Convert the lines of the listing below, from the line containing "the blue wooden" through the line containing "pixel 416 264", inclusive, into a numbered list, leaving out any blank lines.

[Source data]
▶

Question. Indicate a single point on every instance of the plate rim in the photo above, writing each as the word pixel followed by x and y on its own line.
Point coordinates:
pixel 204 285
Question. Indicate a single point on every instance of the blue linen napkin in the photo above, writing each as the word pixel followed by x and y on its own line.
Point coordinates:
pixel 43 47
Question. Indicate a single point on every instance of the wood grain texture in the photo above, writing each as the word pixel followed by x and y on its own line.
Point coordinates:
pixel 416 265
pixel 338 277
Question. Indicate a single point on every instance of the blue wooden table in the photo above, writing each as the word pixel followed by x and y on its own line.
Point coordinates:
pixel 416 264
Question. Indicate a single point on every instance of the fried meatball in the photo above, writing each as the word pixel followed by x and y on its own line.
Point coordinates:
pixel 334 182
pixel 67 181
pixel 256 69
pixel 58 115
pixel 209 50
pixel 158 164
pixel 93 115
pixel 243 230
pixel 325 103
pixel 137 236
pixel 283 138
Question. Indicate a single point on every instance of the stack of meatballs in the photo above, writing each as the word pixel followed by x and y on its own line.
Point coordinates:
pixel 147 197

◀

Task output:
1. Question. Indicate a single point on every instance of the blue wooden table in the photo above, writing each as the word pixel followed by x and y on its own line.
2. Point coordinates:
3. pixel 416 264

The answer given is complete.